EXCERPTED PASSAGE

Guest Commentary by Georg Hoffmann
In mathematical proofs, it’s a well-known fact that if at some point you divide by zero accidentally or on purpose, then you end up being able to prove absolutely anything you want – for instance, that 2+2=5 or that 1+1=0. The same phenomena appears to govern any number of publications that conclude that climate science is all a fraud – at some point, an impossible calculation is performed and from then on, anything (and everything) can be proven. Critical thinking appears to vanish.
The latest example is that of Claude Allègre – whose recent book “The climate imposture” would have you believe at least six impossible things before breakfast and a great many more before dinner. This is notable because Allègre is one of the most eminent figures in science communication in France, Academie de Sciences member, Crafoord prize winner, former minister of education and research and a fixture on the late night talk shows in France (including a topical satirical version of the ‘muppets’). One might expect a certain degree of rigour from an author with such a pedigree, but on the contrary, nearly every explanation, graphic, or citation in this book is misleading or just plain wrong. If Allègre was not such a high profile figure in France, this nonsense would have been dismissed and ignored, instead, it is regular fodder for the late night talk shows. In my entire career I have never seen so many factual errors in a single publication. It is truly a remarkable work!
It is practically impossible to give a complete overview of what is wrong with the Allègre’s book. However, some people have made a good start: Stephane Foucart, a science journalist at Le Monde, wrote a piece on Le cent-fautes de Claude Allegre (the ‘Hundred Errors’ – this is a play on words, ‘un sans-faute’ (pronounced the same way) means a perfect score) and Sylvestre Huet from the Liberation started a series of debunkings and is now at part five (also in French) and which he has turned into a short book! I started my own list of errors here (in German).
One of the more egregious examples of blatant making stuff up was covered by Science last week (following on from a post by Huet who revealed that Allègre had hand-drawn a continuation of tree-ring data from Hakan Grudd to show cooling over the 21st Century – something of course that no trees could possibly show (at least yet!). Even before Allegre “improved” the data by drawing in an extension more to his liking, the implication that Grudd’s work in any way challenges the prevailing view of unusual large scale warming in recent years was highly misleading. Grudd’s paper (available here, open access) deals solely with summer temperatures at Lake Tornetrask in Northern Sweden, and the paper states clearly that “although the climate of northern Fennoscandia seems to have been significantly warmer during medieval times as compared to the late-twentieth century, the published composite records of northern hemisphere climate (Moberg et al. 2005) do not show a conspicuously warm period around AD 1000.” Once again, Allègre has shown himself willing to jump on any curve “going my way,” regardless of its relevance.

Image-grounded pointing records
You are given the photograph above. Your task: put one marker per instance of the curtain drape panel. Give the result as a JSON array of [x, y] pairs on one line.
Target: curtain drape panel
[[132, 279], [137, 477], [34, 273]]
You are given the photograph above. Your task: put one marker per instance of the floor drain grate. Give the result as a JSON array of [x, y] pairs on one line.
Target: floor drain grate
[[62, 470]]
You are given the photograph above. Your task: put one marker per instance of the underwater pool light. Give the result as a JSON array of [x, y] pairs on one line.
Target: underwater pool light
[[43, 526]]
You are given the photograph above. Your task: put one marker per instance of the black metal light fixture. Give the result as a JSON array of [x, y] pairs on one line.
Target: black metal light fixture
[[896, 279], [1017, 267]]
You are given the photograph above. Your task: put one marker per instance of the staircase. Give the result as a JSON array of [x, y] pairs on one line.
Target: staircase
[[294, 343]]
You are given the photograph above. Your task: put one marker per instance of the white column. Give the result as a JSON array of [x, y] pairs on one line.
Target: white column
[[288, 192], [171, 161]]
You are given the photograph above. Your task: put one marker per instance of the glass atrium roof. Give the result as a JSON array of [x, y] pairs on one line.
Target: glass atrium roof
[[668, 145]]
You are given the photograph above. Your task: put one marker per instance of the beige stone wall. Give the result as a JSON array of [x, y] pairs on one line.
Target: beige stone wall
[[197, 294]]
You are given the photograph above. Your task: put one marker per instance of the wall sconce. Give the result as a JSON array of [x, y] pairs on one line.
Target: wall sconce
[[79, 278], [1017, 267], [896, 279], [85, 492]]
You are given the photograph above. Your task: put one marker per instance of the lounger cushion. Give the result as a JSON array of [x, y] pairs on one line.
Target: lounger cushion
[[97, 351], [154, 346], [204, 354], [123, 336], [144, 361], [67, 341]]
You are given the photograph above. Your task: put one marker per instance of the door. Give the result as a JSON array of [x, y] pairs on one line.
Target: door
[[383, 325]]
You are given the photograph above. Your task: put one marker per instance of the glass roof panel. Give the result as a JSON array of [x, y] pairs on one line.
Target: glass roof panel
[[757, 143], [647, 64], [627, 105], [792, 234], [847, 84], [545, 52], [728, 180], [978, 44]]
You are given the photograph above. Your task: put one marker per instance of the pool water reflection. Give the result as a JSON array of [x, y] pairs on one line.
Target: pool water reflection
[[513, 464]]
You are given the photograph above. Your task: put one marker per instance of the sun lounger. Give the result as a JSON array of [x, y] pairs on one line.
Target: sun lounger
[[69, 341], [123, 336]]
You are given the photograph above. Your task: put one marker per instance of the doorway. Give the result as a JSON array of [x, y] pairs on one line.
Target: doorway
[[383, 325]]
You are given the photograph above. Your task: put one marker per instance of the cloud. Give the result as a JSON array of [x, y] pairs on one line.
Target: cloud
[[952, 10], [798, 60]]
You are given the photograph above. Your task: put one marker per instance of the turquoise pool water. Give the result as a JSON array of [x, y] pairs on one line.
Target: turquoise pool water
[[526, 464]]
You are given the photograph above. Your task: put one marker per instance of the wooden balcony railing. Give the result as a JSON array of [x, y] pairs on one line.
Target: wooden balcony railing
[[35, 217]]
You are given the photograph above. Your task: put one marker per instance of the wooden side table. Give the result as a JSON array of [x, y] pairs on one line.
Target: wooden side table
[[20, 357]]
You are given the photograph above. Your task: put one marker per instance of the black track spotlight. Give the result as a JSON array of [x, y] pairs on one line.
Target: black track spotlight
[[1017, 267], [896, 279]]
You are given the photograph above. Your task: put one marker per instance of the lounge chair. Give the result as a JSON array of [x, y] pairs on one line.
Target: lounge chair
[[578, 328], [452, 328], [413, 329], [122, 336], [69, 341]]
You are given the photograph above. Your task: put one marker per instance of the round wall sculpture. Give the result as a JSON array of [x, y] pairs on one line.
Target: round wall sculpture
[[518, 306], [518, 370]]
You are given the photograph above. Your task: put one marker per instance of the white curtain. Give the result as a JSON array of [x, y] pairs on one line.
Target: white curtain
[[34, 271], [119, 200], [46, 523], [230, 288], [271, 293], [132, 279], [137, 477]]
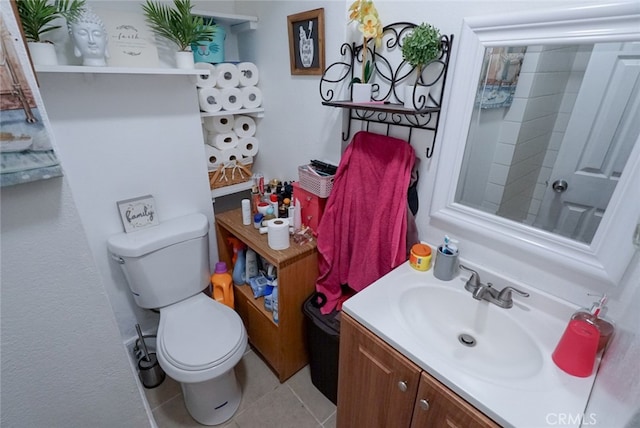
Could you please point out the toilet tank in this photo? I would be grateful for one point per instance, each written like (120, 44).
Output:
(166, 263)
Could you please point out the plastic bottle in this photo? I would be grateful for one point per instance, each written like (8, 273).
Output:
(274, 301)
(239, 268)
(251, 264)
(221, 281)
(596, 316)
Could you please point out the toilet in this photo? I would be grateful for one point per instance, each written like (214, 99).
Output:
(199, 341)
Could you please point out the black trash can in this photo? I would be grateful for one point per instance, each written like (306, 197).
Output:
(323, 342)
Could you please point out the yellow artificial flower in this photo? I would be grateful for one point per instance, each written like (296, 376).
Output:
(369, 27)
(366, 15)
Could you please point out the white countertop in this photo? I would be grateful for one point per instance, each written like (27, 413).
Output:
(543, 399)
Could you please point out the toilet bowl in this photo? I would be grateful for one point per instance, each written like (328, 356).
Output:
(199, 340)
(199, 343)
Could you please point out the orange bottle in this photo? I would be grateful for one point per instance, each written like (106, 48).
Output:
(222, 285)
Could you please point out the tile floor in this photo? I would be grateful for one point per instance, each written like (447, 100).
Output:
(265, 401)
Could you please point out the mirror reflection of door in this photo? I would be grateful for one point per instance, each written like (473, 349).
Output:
(599, 137)
(573, 118)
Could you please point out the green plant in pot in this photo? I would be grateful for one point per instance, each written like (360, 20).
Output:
(419, 48)
(178, 25)
(37, 18)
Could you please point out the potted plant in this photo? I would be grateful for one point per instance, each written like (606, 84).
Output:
(420, 47)
(366, 15)
(37, 18)
(178, 25)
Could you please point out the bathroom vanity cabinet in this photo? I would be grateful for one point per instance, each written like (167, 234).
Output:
(281, 344)
(379, 387)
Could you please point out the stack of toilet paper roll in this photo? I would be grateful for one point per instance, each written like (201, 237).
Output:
(229, 87)
(229, 138)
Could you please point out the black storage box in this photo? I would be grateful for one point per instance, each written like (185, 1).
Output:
(323, 342)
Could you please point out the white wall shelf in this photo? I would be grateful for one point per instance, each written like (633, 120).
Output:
(230, 190)
(236, 23)
(257, 112)
(118, 70)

ACTIVITY LIST
a) Answer each question from the commentary on Claude Allègre's book, marking your answers (i), (ii) and (iii) to match.
(i) Which prize has Allègre won, according to the commentary?
(ii) For which newspaper does Stephane Foucart work as a science journalist?
(iii) Which lake's summer temperatures are the sole subject of Grudd's paper?
b) Write the next part of the commentary on Claude Allègre's book, starting after its last sentence.
The records have no connection to the commentary on Claude Allègre's book.

ANSWERS TO THE TASKS
a)
(i) The Crafoord prize.
(ii) Le Monde.
(iii) Lake Tornetrask in Northern Sweden.

b)
But much of the joy of reading this book is in details – things that it would be trivial to get right without having much impact on the general thesis being put forward, but instead reveal without doubt that the author does not have a single clue about the subject. So let’s start (all translations are mine and reasonably accurate):
- The first thing one might notice is that almost every non-french scientist has their name spelled wrong: Solansky for Sami Solanki; Usoskiev for Ilya Usoskin and Funkel for Richard Finkel. The most amusing case is during the discussion of tropical cyclones with climate change, where he lists three names of people who have posited a connection: “Wester, Tech and Kerry Emmanuel”. Everyone of course recognizes Kerry Emanuel (despite the incorrect spelling), and “Wester” is (also misspelled) Peter Webster (of Webster et al, 2006). But who was this eminent Hurricane expert Tech? I had no idea until Stephane Foucart lifted the veil. Peter Webster is from the Georgia Institute of Technology, frequently abbreviated to simply “Georgia Tech”. So in his “extensive literature studies” Allègre probably found a line like “Peter Webster, Georgia Tech, thinks that …” and voila! Professor Tech was born!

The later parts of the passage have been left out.